_Exercise task A_:
Could you return the entire Julie Christie profile, word for word and in full?

[START OF Extract to read]

Julie Christie is Far From the Madding Crowd
Elusive, Academy Award-winning Best Actress Julie Christie (for 1965’s Darling) lives quietly on a farm in Wales.
(Julie Christie Photo: A Other)
A 1960s Darling
Born April 14, 1940 in British India, Julie Christie’s mother was a painter and her father ran a tea plantation. Julie was baptised by the Church of England and studied as a boarder at the Convent of Our Lady school in East Sussex.
(Julie Christie Photo: kate gabrielle)
She had a rebellious side and was even expelled from another convent school for telling a risque joke. Later she studied at the Central School of Speech and Drama.
Christie’s acting career took off when she appeared in a 1957 BBC futuristic space drama serial called A for Andromeda.
She began snagging good roles in popular British films, and appeared in two 1962 comedies starring Leslie Phillips – the crime caper Crooks Anonymous with Stanley Baxter and Wilfrid Hyde-White, and The Fast Lady.

[END OF Extract to read]
[START OF Information provided]

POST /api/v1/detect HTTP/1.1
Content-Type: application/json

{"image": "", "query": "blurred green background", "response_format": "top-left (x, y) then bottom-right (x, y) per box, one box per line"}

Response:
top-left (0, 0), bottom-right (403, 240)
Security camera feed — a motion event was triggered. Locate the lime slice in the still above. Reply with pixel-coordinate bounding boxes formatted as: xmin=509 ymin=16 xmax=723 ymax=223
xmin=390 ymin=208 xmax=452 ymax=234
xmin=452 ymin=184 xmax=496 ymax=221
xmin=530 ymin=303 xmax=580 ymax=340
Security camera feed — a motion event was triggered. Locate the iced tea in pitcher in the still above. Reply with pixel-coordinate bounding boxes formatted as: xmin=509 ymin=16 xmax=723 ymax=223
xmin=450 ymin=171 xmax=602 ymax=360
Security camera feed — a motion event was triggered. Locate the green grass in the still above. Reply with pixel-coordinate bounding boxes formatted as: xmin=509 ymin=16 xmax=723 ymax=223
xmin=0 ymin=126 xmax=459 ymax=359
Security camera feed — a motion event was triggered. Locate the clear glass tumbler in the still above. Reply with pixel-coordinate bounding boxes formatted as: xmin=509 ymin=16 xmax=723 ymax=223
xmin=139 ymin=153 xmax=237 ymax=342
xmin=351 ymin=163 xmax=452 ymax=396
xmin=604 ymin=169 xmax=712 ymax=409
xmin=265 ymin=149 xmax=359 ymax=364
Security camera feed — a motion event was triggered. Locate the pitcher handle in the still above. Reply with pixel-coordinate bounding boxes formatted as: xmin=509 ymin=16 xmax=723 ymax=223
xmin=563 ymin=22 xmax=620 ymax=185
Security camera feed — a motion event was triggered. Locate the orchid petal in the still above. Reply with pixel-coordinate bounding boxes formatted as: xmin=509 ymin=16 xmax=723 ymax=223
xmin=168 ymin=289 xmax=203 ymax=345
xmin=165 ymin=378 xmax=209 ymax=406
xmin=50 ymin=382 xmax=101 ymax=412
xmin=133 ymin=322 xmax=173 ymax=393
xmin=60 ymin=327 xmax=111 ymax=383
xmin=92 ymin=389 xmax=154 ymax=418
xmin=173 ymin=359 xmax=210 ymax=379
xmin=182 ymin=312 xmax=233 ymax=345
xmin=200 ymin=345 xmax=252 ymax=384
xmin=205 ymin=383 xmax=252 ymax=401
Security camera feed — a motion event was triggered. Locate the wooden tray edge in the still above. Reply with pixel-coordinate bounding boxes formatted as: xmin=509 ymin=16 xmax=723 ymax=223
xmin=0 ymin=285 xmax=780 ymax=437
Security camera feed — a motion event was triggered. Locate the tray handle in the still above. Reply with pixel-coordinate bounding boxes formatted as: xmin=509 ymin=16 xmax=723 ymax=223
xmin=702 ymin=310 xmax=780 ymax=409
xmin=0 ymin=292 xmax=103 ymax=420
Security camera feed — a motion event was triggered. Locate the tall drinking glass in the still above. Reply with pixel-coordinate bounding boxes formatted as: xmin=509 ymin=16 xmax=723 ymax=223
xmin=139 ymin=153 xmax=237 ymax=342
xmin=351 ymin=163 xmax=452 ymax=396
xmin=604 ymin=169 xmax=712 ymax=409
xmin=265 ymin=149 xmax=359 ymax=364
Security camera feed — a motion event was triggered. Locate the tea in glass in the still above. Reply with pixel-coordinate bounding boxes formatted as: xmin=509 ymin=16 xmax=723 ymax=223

[END OF Information provided]

_Exercise task B_:
Can you retype only the entries from the line containing "Locate the clear" down to the line containing "xmin=563 ymin=22 xmax=620 ymax=185", with both of those lines included?

_Worked solution A_:
Julie Christie is Far From the Madding Crowd
Elusive, Academy Award-winning Best Actress Julie Christie (for 1965’s Darling) lives quietly on a farm in Wales.
(Julie Christie Photo: A Other)
A 1960s Darling
Born April 14, 1940 in British India, Julie Christie’s mother was a painter and her father ran a tea plantation. Julie was baptised by the Church of England and studied as a boarder at the Convent of Our Lady school in East Sussex.
(Julie Christie Photo: kate gabrielle)
She had a rebellious side and was even expelled from another convent school for telling a risque joke. Later she studied at the Central School of Speech and Drama.
Christie’s acting career took off when she appeared in a 1957 BBC futuristic space drama serial called A for Andromeda.
She began snagging good roles in popular British films, and appeared in two 1962 comedies starring Leslie Phillips – the crime caper Crooks Anonymous with Stanley Baxter and Wilfrid Hyde-White, and The Fast Lady.

_Worked solution B_:
Security camera feed — a motion event was triggered. Locate the clear glass tumbler in the still above. Reply with pixel-coordinate bounding boxes formatted as: xmin=509 ymin=16 xmax=723 ymax=223
xmin=139 ymin=153 xmax=237 ymax=342
xmin=351 ymin=163 xmax=452 ymax=396
xmin=604 ymin=169 xmax=712 ymax=409
xmin=265 ymin=149 xmax=359 ymax=364
Security camera feed — a motion event was triggered. Locate the pitcher handle in the still above. Reply with pixel-coordinate bounding boxes formatted as: xmin=509 ymin=16 xmax=723 ymax=223
xmin=563 ymin=22 xmax=620 ymax=185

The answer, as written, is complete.